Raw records

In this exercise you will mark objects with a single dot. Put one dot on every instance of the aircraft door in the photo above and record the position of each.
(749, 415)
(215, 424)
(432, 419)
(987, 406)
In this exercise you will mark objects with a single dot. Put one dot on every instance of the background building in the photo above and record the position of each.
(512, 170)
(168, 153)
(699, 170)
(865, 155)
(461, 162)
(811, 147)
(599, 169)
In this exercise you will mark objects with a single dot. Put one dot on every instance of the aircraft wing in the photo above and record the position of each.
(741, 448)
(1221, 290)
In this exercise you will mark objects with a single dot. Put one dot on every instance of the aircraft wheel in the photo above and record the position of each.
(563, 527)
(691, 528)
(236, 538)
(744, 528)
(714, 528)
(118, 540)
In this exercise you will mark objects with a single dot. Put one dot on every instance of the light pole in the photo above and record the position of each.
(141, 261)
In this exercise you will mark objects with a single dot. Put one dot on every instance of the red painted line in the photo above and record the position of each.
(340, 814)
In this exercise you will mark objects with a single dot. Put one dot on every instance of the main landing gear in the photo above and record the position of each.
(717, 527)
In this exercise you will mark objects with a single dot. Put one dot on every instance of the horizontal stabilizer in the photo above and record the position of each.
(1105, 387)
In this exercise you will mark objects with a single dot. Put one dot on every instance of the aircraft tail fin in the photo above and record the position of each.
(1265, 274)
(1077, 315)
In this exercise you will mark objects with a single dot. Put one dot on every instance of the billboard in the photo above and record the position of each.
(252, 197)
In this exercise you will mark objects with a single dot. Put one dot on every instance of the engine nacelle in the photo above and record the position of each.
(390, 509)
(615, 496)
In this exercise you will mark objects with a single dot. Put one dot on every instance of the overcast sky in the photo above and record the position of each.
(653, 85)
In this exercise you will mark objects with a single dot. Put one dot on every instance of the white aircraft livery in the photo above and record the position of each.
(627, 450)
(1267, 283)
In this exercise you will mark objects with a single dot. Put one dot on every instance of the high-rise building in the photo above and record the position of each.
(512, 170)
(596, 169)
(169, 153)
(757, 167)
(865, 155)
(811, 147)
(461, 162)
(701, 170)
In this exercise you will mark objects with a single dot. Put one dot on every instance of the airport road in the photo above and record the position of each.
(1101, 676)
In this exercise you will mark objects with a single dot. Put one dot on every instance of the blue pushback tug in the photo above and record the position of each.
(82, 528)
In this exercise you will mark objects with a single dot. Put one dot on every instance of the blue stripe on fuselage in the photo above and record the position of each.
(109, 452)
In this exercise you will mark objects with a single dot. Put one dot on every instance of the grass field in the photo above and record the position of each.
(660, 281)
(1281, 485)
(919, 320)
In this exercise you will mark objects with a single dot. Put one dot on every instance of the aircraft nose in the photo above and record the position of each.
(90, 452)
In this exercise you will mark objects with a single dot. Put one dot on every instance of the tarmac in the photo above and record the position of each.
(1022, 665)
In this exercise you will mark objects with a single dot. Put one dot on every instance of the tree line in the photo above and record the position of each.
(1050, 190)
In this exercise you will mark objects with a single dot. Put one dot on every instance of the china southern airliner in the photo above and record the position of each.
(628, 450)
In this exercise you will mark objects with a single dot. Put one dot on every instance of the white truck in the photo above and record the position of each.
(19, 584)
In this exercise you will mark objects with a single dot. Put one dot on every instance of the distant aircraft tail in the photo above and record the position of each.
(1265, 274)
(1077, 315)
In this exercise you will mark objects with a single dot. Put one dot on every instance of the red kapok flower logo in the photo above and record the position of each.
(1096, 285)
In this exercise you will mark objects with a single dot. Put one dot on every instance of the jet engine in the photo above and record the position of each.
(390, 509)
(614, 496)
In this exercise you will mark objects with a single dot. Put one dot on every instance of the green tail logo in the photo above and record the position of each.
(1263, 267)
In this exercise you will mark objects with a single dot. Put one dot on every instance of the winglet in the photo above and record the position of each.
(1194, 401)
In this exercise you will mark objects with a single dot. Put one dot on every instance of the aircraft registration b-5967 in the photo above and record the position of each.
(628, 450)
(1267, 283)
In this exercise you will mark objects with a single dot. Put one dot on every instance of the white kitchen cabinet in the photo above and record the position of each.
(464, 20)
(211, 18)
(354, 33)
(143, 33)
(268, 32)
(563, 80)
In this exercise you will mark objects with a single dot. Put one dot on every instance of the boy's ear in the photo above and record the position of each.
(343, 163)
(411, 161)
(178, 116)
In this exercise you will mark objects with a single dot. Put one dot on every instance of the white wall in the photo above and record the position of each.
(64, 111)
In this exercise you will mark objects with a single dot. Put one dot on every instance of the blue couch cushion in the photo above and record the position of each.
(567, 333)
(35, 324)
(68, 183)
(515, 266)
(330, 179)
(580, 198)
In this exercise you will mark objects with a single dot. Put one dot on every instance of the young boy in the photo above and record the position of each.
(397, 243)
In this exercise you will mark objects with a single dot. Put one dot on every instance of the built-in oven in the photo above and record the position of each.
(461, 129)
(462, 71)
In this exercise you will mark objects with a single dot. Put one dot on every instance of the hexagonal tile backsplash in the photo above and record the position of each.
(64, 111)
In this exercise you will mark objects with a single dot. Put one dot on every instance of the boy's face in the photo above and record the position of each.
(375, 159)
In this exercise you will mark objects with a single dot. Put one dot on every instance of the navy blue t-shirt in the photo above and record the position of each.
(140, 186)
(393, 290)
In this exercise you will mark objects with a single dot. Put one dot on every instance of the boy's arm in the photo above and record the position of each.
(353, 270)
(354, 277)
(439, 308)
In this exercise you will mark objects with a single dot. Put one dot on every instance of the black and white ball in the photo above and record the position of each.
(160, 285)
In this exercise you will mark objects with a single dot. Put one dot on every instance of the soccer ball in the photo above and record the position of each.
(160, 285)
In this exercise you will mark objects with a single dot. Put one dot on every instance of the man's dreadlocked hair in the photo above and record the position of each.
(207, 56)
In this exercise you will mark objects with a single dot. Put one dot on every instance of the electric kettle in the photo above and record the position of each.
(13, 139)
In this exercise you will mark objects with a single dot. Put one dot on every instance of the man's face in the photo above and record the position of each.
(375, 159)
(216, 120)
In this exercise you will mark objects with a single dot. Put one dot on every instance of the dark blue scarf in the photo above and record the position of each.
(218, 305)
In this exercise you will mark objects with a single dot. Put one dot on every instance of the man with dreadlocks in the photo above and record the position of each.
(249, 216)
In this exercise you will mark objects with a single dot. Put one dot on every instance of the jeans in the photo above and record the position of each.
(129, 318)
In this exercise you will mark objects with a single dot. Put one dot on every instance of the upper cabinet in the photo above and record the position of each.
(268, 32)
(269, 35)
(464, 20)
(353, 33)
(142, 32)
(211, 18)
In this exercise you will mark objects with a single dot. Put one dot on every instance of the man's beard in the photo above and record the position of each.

==

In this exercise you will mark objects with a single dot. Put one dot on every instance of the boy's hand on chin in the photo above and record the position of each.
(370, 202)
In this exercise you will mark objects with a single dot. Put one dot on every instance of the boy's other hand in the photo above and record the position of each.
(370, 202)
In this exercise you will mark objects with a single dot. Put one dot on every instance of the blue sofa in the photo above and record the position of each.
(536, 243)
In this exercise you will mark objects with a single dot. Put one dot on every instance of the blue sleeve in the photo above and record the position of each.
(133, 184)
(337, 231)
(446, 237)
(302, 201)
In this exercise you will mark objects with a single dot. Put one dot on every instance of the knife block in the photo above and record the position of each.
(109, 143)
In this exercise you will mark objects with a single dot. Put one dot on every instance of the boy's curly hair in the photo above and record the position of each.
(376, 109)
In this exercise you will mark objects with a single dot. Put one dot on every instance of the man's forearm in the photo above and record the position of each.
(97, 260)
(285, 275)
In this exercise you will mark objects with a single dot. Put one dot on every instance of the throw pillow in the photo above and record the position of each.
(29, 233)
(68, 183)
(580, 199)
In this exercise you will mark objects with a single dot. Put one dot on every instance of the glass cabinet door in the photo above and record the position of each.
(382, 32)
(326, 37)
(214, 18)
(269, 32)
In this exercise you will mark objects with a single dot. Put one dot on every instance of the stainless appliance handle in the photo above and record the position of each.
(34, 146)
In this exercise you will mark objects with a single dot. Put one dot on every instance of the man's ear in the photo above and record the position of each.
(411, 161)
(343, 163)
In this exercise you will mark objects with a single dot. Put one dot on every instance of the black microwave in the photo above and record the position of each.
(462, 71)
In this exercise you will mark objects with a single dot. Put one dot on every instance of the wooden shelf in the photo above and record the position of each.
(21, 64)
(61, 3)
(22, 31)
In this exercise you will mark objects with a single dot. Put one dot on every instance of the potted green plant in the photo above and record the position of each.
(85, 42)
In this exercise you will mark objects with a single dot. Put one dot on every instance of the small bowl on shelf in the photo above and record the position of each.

--

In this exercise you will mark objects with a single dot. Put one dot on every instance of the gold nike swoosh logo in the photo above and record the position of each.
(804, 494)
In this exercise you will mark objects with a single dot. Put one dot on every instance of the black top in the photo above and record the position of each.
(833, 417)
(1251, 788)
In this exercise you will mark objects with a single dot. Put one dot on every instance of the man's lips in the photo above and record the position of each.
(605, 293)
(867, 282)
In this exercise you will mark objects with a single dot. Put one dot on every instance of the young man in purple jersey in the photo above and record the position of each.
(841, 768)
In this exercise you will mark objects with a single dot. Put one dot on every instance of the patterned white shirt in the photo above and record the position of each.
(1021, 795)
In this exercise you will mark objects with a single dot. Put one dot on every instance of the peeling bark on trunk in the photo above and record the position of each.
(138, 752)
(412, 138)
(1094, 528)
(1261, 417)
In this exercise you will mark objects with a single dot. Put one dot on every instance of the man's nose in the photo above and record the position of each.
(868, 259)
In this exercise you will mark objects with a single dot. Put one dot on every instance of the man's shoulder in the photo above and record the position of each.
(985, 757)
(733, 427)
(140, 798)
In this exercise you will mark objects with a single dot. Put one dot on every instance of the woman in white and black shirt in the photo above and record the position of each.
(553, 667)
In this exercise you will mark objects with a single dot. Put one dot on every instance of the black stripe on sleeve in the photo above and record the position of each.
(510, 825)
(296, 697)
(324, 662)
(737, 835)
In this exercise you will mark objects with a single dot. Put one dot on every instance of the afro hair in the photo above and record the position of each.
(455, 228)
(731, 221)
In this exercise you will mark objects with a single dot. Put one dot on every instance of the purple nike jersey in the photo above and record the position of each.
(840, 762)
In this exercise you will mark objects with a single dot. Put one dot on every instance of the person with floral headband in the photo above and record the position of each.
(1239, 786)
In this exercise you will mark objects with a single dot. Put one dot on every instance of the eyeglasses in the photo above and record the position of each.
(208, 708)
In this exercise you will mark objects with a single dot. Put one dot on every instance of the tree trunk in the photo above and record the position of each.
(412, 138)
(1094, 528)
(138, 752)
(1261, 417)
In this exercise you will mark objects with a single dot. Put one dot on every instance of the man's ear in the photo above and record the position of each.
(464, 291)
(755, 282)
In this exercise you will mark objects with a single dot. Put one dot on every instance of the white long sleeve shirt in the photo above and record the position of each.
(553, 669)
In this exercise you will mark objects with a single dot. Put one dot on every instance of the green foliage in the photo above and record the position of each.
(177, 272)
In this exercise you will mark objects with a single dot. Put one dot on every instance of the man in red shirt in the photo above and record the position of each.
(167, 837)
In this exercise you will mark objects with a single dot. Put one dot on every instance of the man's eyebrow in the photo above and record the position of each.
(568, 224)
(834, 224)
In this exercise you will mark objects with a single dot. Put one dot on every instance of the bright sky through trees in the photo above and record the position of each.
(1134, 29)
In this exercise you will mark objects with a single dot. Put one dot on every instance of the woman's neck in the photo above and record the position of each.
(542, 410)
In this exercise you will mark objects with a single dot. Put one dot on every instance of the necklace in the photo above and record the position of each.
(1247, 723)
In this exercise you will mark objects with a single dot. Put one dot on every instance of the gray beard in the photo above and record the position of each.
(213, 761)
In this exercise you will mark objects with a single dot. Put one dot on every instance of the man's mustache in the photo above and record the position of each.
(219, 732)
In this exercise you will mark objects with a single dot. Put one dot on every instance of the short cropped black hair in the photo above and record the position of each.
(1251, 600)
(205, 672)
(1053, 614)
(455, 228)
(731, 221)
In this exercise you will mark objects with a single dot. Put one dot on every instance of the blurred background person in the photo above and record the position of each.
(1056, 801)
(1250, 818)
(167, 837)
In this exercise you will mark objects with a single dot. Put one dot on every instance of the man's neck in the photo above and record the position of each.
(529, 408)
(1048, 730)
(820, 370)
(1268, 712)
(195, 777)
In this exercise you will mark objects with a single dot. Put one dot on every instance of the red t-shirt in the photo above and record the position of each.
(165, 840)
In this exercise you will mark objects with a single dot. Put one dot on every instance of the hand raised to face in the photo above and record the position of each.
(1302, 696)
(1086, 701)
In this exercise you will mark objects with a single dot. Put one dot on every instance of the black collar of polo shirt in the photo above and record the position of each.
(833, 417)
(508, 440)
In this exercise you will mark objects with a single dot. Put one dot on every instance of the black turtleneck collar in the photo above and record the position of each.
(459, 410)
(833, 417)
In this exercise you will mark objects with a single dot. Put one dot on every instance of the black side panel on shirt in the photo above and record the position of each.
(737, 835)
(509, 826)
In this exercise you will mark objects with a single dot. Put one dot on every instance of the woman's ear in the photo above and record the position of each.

▶ **JOB**:
Pull out each line from the raw records above that includes the word "person", and copy those lines in full.

▶ **WRITTEN ANSWER**:
In this exercise you will mark objects with a single dot. Put one dot on every instance of the person with floral headband in the photo above and record the position of each.
In this exercise you will mark objects with a single dot. Put one dot on every instance of the blurred background person in the photo above and record the position of each.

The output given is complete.